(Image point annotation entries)
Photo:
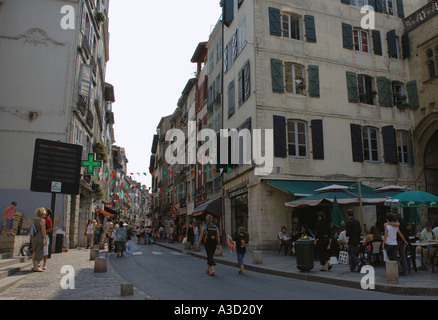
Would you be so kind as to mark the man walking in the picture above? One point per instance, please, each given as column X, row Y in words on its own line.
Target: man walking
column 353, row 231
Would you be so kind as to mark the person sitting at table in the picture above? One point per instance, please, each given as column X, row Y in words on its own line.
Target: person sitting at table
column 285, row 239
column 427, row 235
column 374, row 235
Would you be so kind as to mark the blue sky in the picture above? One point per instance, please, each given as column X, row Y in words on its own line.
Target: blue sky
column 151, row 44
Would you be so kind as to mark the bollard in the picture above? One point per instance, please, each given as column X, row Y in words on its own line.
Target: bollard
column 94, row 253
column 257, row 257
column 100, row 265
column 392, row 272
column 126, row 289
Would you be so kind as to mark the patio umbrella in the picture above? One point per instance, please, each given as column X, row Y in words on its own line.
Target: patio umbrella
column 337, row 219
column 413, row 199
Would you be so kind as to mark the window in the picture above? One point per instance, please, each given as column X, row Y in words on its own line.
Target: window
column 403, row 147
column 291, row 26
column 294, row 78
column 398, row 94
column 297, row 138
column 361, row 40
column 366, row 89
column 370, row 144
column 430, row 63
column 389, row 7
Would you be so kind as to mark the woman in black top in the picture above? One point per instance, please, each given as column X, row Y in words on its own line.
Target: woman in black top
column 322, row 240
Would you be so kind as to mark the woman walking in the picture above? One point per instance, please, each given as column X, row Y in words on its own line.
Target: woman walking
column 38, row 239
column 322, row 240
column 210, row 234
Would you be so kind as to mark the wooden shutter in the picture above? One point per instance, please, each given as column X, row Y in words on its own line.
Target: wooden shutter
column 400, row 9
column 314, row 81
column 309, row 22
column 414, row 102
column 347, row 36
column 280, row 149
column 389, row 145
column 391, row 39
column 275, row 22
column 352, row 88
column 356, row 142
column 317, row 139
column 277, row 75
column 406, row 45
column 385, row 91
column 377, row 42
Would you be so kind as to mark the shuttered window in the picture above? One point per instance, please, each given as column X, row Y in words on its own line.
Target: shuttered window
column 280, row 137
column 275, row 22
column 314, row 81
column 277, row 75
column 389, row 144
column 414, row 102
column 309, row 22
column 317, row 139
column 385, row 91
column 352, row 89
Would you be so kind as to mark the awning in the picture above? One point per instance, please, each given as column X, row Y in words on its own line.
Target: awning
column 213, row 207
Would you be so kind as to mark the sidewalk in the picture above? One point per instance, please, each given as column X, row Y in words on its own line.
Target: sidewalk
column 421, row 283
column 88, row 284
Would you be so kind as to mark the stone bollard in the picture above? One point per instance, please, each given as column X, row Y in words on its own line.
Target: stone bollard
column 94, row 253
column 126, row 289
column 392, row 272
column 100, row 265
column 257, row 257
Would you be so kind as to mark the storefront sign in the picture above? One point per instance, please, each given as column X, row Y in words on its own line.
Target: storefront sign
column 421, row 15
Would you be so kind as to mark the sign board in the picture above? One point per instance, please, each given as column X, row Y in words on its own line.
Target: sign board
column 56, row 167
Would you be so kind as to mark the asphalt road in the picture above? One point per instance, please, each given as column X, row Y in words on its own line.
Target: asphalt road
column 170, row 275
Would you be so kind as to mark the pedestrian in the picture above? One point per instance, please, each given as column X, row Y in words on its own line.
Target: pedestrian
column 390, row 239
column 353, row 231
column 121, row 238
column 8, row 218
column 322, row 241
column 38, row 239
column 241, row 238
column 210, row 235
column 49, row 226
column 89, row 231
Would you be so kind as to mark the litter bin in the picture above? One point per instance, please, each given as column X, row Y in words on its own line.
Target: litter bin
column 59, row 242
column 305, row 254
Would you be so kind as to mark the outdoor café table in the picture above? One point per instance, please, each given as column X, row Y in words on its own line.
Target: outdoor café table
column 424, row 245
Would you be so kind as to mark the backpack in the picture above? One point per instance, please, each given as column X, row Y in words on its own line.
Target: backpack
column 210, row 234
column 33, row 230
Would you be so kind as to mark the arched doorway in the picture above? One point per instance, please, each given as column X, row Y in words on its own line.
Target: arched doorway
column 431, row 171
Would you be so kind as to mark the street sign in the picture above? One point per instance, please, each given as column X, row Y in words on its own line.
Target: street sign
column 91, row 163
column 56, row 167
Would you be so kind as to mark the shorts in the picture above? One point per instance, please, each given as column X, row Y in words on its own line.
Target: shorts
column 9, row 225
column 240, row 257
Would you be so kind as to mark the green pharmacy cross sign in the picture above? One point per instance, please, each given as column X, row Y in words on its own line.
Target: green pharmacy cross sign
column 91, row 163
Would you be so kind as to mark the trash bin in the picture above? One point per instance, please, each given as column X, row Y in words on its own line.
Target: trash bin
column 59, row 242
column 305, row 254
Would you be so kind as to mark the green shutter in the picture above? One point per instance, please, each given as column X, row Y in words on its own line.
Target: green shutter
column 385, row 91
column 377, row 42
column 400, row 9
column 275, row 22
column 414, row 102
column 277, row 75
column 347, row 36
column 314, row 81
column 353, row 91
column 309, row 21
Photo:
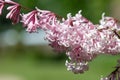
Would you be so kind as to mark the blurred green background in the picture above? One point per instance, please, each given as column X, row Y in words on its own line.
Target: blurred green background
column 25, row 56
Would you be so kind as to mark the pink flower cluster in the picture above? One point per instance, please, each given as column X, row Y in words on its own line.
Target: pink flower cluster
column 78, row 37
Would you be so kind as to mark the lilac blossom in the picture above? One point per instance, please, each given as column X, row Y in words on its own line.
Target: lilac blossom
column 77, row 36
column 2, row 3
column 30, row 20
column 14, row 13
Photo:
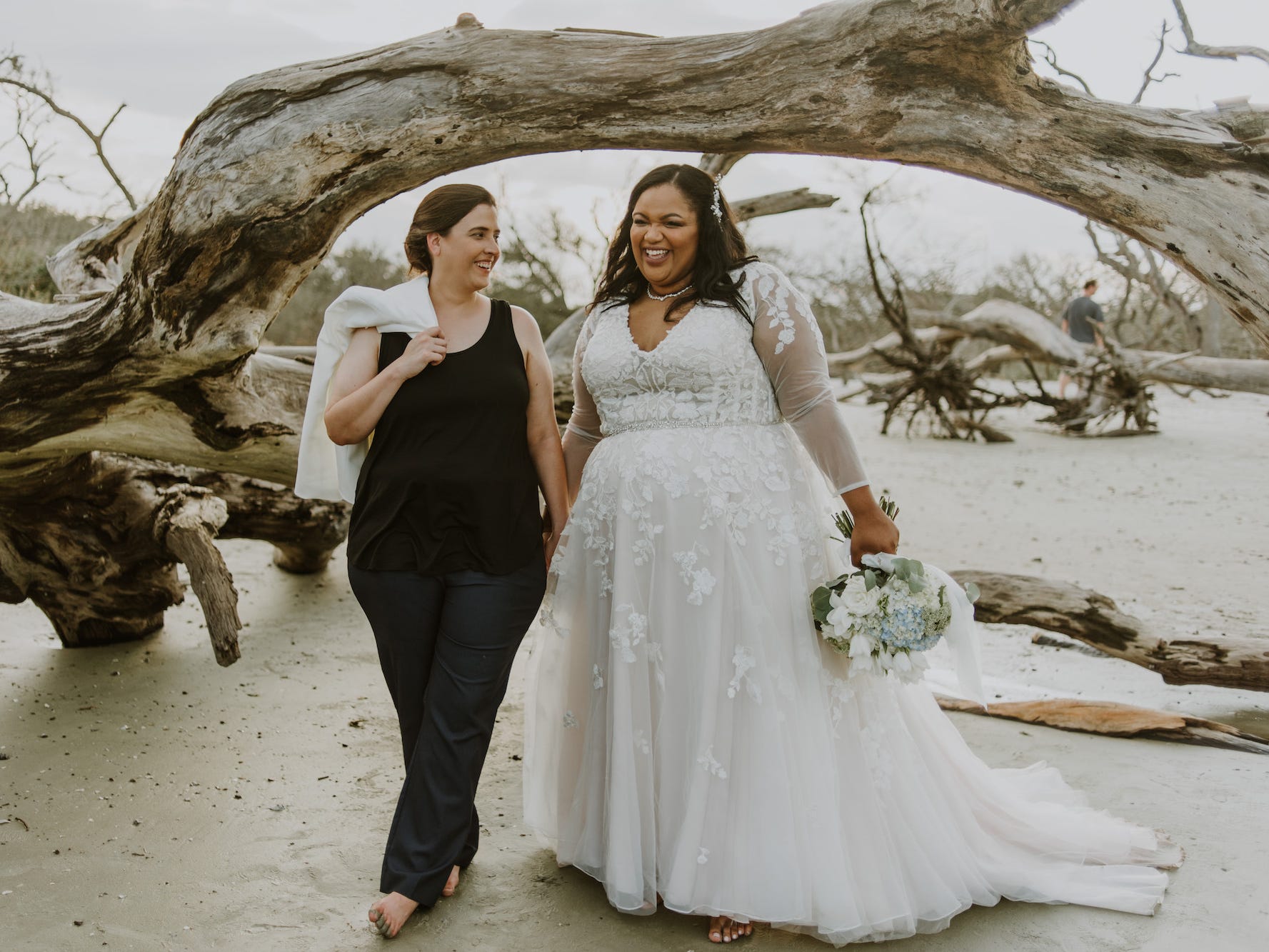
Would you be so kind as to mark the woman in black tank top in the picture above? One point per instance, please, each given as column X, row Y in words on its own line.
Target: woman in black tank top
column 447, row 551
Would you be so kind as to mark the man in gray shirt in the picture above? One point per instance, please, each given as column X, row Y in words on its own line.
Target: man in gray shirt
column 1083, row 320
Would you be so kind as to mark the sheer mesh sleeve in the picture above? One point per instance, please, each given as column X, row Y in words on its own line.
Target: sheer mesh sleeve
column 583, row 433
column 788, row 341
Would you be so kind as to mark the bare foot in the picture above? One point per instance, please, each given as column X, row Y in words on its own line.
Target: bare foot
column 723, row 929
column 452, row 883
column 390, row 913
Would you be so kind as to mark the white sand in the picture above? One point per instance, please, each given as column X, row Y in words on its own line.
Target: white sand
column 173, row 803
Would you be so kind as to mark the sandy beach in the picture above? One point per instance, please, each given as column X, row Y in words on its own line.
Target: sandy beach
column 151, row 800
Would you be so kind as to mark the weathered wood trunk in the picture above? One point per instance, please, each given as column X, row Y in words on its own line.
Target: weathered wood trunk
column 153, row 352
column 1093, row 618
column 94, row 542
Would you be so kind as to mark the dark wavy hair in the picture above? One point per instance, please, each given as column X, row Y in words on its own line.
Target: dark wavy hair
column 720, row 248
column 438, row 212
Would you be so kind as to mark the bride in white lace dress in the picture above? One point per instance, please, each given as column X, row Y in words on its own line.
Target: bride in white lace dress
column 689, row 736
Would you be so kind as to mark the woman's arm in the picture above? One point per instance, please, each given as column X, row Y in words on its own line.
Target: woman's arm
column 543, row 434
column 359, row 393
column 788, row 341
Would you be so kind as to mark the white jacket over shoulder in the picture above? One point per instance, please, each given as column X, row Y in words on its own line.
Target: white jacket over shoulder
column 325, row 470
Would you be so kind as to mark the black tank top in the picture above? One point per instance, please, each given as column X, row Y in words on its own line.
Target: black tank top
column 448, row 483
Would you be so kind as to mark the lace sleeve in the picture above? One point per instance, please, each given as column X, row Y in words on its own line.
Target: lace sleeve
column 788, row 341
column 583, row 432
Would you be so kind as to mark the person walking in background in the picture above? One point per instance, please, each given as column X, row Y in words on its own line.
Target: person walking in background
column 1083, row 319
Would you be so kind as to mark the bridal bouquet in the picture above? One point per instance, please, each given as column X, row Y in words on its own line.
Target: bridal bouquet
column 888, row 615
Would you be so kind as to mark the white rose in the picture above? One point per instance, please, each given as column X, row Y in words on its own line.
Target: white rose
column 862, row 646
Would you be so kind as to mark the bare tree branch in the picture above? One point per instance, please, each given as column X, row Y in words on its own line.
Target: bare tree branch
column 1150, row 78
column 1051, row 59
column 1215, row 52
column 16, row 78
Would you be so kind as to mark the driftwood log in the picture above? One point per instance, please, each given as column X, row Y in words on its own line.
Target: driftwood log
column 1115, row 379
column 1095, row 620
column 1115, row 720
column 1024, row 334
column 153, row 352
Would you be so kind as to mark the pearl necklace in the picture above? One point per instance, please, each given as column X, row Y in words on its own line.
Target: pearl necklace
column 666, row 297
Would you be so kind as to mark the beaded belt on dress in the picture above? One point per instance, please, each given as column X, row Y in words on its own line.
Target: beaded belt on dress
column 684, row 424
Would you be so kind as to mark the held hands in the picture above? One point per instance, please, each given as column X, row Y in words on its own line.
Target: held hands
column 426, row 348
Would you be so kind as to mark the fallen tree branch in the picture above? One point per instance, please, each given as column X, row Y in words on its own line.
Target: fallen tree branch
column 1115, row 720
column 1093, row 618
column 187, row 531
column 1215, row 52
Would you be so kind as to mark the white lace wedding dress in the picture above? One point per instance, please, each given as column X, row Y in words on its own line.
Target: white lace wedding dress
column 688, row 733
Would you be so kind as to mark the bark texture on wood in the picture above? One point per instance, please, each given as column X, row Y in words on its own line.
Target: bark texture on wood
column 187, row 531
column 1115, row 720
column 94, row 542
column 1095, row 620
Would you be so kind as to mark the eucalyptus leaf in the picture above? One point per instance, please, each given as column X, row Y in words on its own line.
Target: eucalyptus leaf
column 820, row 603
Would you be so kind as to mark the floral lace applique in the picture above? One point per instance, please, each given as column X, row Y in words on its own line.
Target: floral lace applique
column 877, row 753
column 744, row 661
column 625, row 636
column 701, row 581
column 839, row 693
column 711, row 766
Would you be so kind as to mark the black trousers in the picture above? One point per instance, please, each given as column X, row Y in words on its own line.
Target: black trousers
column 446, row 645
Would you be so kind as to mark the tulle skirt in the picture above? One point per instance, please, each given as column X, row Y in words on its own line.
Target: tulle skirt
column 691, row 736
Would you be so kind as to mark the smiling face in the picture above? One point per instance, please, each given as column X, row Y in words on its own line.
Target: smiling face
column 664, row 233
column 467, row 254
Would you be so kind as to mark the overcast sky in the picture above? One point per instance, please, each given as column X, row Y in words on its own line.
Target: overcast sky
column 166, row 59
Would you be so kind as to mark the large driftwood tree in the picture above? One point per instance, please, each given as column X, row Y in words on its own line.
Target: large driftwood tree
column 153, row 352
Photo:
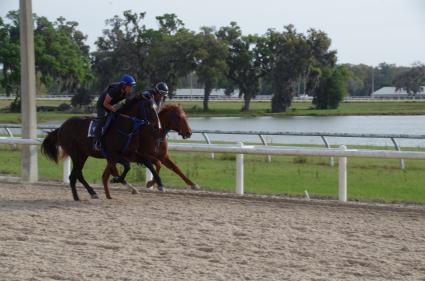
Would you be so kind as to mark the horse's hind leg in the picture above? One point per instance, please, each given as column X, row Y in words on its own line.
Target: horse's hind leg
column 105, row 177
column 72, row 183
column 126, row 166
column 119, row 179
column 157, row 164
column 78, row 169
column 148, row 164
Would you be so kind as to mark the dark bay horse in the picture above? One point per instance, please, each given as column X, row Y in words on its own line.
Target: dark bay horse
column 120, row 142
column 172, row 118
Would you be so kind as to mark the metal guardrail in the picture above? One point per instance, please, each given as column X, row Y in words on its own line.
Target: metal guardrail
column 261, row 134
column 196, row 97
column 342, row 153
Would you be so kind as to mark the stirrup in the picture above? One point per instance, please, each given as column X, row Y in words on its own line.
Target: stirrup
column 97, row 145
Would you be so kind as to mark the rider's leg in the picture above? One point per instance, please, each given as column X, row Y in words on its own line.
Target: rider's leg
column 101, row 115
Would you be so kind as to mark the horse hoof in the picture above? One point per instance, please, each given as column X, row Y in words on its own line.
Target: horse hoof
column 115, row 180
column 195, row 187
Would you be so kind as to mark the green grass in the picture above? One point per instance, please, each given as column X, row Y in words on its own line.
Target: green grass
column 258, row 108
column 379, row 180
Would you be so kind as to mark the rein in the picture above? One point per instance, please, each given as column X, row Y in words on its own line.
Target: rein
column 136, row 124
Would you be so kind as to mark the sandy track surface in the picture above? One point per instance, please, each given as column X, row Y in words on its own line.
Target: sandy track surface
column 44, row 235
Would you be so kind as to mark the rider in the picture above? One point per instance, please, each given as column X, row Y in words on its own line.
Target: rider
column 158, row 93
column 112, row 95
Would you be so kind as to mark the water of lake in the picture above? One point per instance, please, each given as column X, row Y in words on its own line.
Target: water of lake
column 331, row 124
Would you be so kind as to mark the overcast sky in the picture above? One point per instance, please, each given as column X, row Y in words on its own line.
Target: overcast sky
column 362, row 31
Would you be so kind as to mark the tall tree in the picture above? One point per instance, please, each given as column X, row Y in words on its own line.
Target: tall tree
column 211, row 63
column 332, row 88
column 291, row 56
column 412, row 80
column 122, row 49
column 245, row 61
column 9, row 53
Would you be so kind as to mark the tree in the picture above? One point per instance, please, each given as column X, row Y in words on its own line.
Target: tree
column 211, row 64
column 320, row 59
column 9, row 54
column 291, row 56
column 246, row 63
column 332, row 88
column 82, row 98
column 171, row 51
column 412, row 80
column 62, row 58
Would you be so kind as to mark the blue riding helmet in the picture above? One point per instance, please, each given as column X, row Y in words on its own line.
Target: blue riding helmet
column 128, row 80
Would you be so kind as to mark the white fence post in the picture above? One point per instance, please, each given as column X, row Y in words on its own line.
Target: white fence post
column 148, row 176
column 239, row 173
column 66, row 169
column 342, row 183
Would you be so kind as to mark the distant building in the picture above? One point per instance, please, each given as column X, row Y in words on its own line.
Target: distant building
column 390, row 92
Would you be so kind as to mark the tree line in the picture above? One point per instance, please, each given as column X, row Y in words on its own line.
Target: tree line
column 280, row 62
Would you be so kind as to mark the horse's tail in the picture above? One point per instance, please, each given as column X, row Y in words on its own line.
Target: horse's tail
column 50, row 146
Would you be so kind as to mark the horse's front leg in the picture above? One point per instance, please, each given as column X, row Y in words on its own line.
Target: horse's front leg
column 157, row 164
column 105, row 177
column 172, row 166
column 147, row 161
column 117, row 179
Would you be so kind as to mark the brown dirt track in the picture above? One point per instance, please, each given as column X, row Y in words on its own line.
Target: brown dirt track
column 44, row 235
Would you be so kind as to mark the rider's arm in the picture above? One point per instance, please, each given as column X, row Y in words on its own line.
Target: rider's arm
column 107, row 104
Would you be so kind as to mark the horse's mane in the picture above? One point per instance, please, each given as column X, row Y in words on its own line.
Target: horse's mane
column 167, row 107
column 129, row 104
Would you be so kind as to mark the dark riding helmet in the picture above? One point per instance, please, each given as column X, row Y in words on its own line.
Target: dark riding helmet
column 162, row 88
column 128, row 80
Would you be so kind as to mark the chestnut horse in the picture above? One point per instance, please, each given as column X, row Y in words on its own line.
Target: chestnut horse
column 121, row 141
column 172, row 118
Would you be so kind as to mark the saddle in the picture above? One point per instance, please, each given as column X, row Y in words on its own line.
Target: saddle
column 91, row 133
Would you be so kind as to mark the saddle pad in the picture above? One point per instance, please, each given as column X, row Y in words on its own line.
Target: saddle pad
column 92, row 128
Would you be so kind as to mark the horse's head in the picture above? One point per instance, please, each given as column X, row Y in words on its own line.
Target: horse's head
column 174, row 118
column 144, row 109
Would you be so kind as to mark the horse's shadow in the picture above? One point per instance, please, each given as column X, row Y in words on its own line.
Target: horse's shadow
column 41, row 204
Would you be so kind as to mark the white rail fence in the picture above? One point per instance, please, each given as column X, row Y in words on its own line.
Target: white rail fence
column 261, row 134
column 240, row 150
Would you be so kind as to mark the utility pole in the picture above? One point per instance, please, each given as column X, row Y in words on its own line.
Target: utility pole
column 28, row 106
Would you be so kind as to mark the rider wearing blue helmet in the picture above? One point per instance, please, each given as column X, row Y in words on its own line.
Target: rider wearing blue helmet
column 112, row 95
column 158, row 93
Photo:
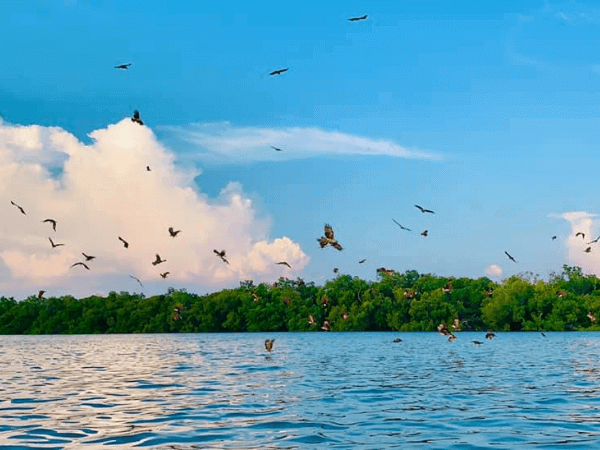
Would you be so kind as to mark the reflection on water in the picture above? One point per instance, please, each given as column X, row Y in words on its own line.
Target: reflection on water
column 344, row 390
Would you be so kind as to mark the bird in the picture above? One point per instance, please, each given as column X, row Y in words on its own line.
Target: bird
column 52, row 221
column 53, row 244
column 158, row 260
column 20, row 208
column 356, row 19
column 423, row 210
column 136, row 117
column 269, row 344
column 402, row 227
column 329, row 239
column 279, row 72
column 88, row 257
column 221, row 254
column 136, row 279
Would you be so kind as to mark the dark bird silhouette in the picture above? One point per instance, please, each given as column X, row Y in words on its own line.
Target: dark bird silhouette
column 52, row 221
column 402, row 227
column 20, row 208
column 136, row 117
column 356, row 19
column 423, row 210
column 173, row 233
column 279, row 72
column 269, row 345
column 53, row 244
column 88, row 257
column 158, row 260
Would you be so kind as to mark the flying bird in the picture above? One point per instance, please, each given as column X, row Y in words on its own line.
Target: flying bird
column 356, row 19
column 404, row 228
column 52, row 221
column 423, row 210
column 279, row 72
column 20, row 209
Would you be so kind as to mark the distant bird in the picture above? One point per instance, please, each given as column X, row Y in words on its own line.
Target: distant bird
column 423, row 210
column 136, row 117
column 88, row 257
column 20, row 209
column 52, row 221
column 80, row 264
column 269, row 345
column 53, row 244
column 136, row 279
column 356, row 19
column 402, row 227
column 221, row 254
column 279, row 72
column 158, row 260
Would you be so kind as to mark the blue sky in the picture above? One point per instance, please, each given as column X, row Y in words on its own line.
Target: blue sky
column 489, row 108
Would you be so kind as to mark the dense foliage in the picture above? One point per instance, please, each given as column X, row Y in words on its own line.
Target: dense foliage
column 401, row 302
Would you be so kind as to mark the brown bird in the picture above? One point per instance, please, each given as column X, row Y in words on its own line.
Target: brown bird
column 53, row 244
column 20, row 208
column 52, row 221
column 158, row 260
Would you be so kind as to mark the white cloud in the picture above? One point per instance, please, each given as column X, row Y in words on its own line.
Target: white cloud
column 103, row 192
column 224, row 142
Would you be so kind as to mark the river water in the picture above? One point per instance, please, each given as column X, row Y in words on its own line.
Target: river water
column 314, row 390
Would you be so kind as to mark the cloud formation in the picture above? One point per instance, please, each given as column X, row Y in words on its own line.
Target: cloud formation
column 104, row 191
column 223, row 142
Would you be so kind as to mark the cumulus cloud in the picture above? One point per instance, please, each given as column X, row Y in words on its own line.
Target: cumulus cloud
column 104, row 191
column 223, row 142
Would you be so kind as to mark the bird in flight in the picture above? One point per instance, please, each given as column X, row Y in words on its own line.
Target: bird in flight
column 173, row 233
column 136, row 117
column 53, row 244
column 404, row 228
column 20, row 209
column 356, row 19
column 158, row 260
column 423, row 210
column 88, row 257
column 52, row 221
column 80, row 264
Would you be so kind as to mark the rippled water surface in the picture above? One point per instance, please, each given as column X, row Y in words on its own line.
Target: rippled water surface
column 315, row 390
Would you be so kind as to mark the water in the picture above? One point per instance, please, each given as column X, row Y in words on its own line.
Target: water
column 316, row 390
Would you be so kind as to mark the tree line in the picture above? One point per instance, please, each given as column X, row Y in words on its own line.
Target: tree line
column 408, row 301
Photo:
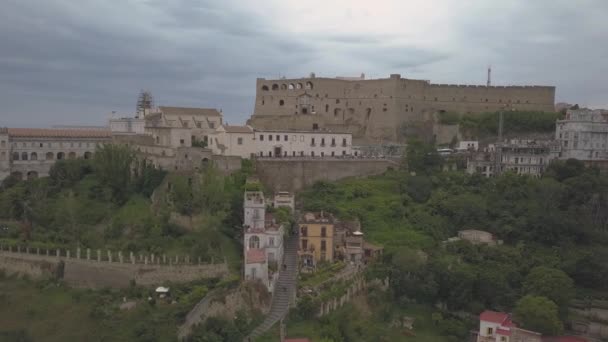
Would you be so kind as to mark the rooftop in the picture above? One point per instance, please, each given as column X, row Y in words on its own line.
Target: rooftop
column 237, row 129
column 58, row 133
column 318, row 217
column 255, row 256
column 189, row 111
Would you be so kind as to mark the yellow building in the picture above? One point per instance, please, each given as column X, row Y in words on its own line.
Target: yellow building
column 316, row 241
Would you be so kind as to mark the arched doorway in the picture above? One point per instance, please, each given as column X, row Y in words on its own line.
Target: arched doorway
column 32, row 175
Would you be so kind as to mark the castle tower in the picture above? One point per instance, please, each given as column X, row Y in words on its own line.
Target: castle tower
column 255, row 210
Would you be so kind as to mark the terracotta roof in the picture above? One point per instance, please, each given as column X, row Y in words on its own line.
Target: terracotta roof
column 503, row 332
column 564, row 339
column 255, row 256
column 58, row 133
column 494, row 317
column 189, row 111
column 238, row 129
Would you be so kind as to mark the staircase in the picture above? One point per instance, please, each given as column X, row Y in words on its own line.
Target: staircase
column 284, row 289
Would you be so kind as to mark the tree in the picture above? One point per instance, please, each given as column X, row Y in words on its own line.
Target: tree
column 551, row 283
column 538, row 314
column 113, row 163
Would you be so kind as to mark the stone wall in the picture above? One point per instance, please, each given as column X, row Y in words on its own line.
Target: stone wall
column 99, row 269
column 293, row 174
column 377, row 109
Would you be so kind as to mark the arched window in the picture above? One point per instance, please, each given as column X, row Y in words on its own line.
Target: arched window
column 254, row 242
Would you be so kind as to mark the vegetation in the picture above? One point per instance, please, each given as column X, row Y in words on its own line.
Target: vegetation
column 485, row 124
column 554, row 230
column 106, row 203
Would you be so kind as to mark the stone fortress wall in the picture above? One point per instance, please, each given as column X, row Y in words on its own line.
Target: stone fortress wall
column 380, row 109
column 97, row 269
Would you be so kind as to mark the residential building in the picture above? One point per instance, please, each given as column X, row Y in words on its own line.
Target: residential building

- _REQUIRED WORK_
Reproduce verbatim the lines above, starting at the line containing "Would you be so kind as to mark the floral" and ending at the line containing "column 166, row 59", with both of those lines included.

- _SOLUTION FOR THIS EXERCISE_
Would you be so kind as to mark the floral lace applique in the picture above? One point per instance, please, each given as column X, row Y in words on its own line.
Target: floral lace applique
column 877, row 753
column 744, row 661
column 625, row 636
column 701, row 581
column 839, row 693
column 711, row 766
Would you be so kind as to mark the black trousers in the picture above? One point per instance, please, each given as column X, row Y in words on its own line.
Target: black trousers
column 446, row 645
Would you be so kind as to mark the tulle skirt in the picture above? One point per instance, please, each given as column X, row Y in words on its own line.
Target: tulle skirt
column 691, row 736
Would you be so kind as to mark the smiling face in the picture above? One point per instance, please, each given as column X, row Y in words on its own line.
Target: smiling face
column 664, row 233
column 467, row 254
Would you be so kind as to mark the overcast sky in the picture above? One point per instance, please, each given as column X, row Y in words on its own line.
Target: overcast sky
column 166, row 59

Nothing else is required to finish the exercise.